Retype the records below exactly as they stand, but with no images.

MATERIAL FOR THE TASK
^^^^

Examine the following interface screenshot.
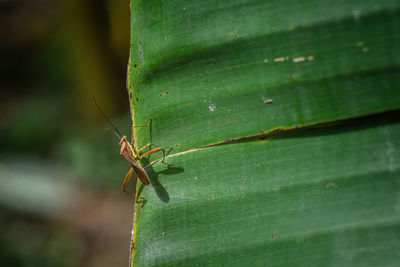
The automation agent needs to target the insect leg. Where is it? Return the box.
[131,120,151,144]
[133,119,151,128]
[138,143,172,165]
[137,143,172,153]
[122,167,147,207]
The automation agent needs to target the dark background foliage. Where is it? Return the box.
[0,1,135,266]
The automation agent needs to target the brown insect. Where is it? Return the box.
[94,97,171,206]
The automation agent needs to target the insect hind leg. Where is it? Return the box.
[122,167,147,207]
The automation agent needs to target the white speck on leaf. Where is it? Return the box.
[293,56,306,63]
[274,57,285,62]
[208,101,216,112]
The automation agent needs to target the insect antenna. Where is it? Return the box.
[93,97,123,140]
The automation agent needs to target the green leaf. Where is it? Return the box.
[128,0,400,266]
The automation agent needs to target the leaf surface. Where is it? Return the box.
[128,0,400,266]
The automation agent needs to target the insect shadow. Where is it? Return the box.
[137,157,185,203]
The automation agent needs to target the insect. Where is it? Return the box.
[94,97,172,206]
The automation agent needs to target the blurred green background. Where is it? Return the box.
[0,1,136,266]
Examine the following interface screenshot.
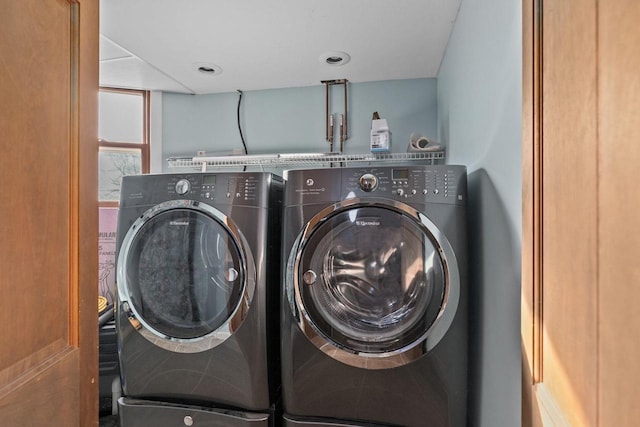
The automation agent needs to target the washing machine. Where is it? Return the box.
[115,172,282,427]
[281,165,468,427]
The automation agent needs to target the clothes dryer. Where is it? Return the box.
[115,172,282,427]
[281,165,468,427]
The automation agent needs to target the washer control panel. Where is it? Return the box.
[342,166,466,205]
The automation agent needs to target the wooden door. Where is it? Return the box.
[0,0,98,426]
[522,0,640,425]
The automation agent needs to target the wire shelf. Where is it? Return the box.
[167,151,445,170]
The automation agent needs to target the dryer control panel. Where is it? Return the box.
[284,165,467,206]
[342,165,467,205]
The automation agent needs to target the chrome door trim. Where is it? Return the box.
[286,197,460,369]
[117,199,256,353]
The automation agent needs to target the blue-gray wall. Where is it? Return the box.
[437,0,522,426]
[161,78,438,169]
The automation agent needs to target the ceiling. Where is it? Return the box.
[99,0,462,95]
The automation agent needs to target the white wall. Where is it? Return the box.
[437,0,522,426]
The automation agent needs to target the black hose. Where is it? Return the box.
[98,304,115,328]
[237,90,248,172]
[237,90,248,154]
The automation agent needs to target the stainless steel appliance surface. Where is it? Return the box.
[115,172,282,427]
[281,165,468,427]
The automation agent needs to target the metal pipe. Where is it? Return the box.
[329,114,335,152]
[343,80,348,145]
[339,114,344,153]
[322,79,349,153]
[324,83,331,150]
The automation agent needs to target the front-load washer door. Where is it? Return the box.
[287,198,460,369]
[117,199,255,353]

^^^^

RESPONSE TO THIS EXERCISE
Examine the following interface screenshot.
The automation agent needs to target the insect leg. Where is it? Return the box.
[131,120,151,144]
[133,119,151,128]
[138,143,172,165]
[137,143,172,153]
[122,167,147,207]
The automation agent needs to target the dark background foliage. Where is it? Return the box.
[0,1,135,266]
The automation agent needs to target the brown insect. Where is it? Return the box.
[94,97,171,206]
The automation agent needs to target the insect hind leg. Where is it? Return the box.
[122,167,147,207]
The automation agent needs to target the white speck on leaf. Where is it? Return the box.
[293,56,306,63]
[274,57,285,62]
[208,101,216,112]
The automation agent needs to target the insect antenna. Where is it? Return the box.
[93,97,123,140]
The automation agent needs to target the green leaf. Where is it? Return the box.
[128,0,400,266]
The automation agent needs to target the leaf surface. Where is it? Return the box.
[128,0,400,266]
The automation agent needs to target the insect shadow. Where is it? Return the box.
[137,157,185,203]
The automation agent needs to target the insect. Where is it? Return the box.
[94,97,172,206]
The automation agent needs to target the blurred green background. Where is it? Return the box.
[0,1,136,266]
Examine the following interface screenshot.
The automation agent needs to target the washing machine. Where is it? Return the box.
[115,172,282,427]
[281,165,468,427]
The automation agent needs to target the clothes dryer. Where is it? Return the box.
[115,172,282,427]
[281,165,468,427]
The automation agent needs to target the washer control panel. Where is it? Return the box.
[342,166,466,205]
The automation agent needs to target the wooden door. Where is it? Return the box.
[0,0,98,426]
[522,0,640,425]
The automation agent needs to target the wire shelf. Where is it? Return the box.
[167,151,445,170]
The automation agent needs to target the dryer control panel. Where is it? Return the box.
[284,165,467,206]
[342,165,467,205]
The automation agent needs to target the chrome door trim. Where is it? Return the box.
[286,197,460,369]
[117,199,256,353]
The automation agent needs to target the blue-gray wall. Where is it? Return the box.
[437,0,522,426]
[161,78,438,169]
The automation agent needs to target the ceiling. Where is it? Return the box.
[99,0,462,95]
The automation agent needs to target the white wall. Where is it? Return the box.
[437,0,522,426]
The automation agent needs to target the black hose. Where is it? Return the box.
[98,304,115,328]
[237,90,248,172]
[237,90,248,154]
The automation agent needs to target the stainless steel appliance surface. Where is it? Return the box.
[115,172,282,427]
[281,165,468,427]
The automation agent needs to target the metal pipe. Where is it? Return the box.
[329,114,335,152]
[343,80,348,145]
[339,114,344,153]
[322,79,349,153]
[324,83,331,150]
The automation agent needs to target the front-load washer door. Where is it? Return the box.
[287,198,460,369]
[117,199,255,353]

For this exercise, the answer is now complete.